__WHAT YOU ARE ASKED TO DO__
In the entries below, find the line with "Mark the bare" and the line with "Mark the blue"; reproduce those two lines and all lines between them exactly, without pictures.

__EXERCISE MATERIALS__
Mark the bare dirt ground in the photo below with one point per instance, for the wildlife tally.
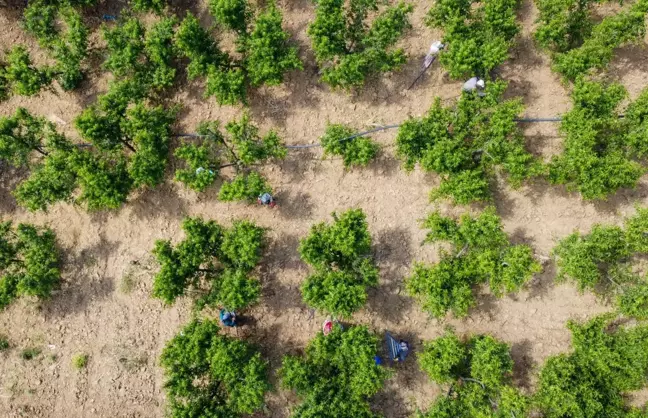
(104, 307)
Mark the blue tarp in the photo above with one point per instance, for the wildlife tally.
...
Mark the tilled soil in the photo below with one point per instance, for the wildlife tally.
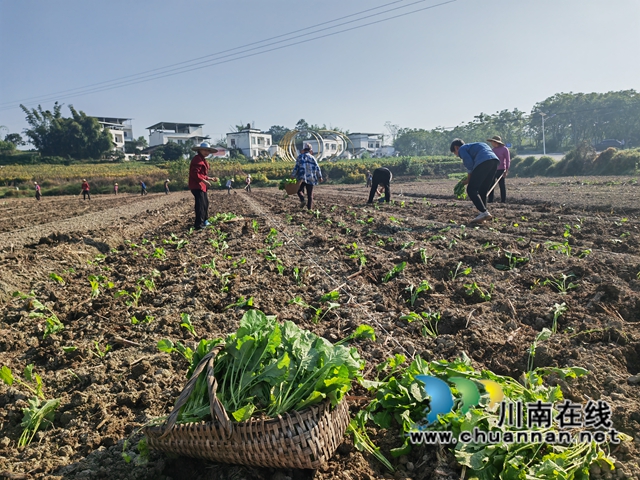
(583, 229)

__RESULT OF THIS EXERCISE__
Mark the bare dirt ground in the photo below with one point per instance, for the wildlife tally.
(104, 307)
Mark the blue tarp in the photo above with one point per instance, for the wildlife tally.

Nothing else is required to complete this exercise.